Bear with us for a moment. We know the “carpet vs. laminate” debate isn’t exactly common since they’re very different surfaces. But, that conversation does bring up a pretty good point: dust that gets trapped by carpet is easily swept away on laminate flooring.
This is a huge benefit for allergy-sufferers that won’t have to worry (as much) about their homes setting off rampant bouts of sneezing, coughing, and obsessive itchiness.
Note our word choice: the best laminate flooring is comfortable. Run-of-the-mill laminate flooring reviews sometimes mention that it can be pretty stiff to walk on. The best laminate floor brands, on the other hand, often make adjustments to their products (like spongy pre-attached underlayments or different base layers), to account for this.
And Some of the Best Laminate Brands Now Offer Waterproof Floors
Seriously! For a long time, some brands marketed their laminate floors as water-resistant (with dubious success). But now, certain brands have perfected their waterproof laminate offerings—we’ll talk about that in more detail in our best brands section.
Laminate Is Decently Eco-Friendly
If you want eco-friendly flooring, laminate flooring isn’t a terrible option. While it is a composite and uses adhesives and plastics in its construction, it still uses a lot more naturally-derived materials than, say, vinyl flooring.
Like any floor, laminate does have some less-enjoyable characteristics. Fortunately, many of these flaws belong to cheaper laminate offerings and don’t affect higher-quality products.
Basically, if you read enough laminate flooring reviews (and we read a lot of them), you’ll notice a pattern: you really get what you pay for.
Low-Quality Laminate Flooring Can Look Unnatural or Fake
Products from the best laminate brands can look remarkably realistic. Products from lower-end brands… not so much. The worst offenders tend to look overly glossy and have frequently-repeated wood floor patterns that make them look fake and plastic-y.
Laminate Flooring Can Sound Hollow (Though it Really Depends on the Underlayment)
In all fairness, the noise laminate flooring makes really depends on its underlayment. Hollow sounds come from hollow spaces: if there’s a gap of air between the floor and subfloor (even the tiny one that’s present in floating floors), footsteps will be louder. That said, a proper underlayment can fix this problem pretty easily.
Laminate Can Also Feel Hard Underfoot
Some laminate flooring reviews complain that the product can be pretty stiff—not on the same level as concrete or SPC flooring, but hard nonetheless.
Again, there’s an easy fix for this: buy a good underlayment (if your floor doesn’t come with one already). And of course, the best laminate floor brands usually have a solution to it already.

------------------------------------------------

Problems to work on:
**1)** What are the headings in the laminate flooring text?
**2)** Could you retype the laminate flooring text from "Note our word" to "account for this."?

------------------------------------------------

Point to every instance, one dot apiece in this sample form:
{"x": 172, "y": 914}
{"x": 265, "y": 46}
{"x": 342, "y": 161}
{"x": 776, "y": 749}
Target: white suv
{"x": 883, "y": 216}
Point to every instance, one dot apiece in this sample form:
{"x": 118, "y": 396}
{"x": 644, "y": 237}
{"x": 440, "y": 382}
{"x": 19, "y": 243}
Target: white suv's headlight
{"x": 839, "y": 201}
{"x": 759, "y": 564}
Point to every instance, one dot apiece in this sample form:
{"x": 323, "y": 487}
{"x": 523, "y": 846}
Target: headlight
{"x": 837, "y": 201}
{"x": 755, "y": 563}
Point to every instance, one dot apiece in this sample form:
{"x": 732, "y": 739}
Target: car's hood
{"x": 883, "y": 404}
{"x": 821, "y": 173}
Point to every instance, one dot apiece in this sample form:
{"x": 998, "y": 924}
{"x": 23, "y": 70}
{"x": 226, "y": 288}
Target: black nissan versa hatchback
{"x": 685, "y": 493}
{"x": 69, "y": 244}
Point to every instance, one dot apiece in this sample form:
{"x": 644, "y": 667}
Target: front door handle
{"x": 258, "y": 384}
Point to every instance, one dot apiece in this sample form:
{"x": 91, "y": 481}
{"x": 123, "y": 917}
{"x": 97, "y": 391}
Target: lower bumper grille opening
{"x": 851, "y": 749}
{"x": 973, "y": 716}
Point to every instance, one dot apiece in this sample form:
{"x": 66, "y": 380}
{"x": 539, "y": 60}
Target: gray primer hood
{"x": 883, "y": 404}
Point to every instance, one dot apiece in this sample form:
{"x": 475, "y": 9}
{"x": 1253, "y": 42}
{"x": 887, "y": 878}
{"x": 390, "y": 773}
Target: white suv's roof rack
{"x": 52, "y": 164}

------------------------------------------------

Responses in order:
**1)**
- And Some of the Best Laminate Brands Now Offer Waterproof Floors
- Laminate Is Decently Eco-Friendly
- Low-Quality Laminate Flooring Can Look Unnatural or Fake
- Laminate Flooring Can Sound Hollow (Though it Really Depends on the Underlayment)
- Laminate Can Also Feel Hard Underfoot

**2)**
Note our word choice: the best laminate flooring is comfortable. Run-of-the-mill laminate flooring reviews sometimes mention that it can be pretty stiff to walk on. The best laminate floor brands, on the other hand, often make adjustments to their products (like spongy pre-attached underlayments or different base layers), to account for this.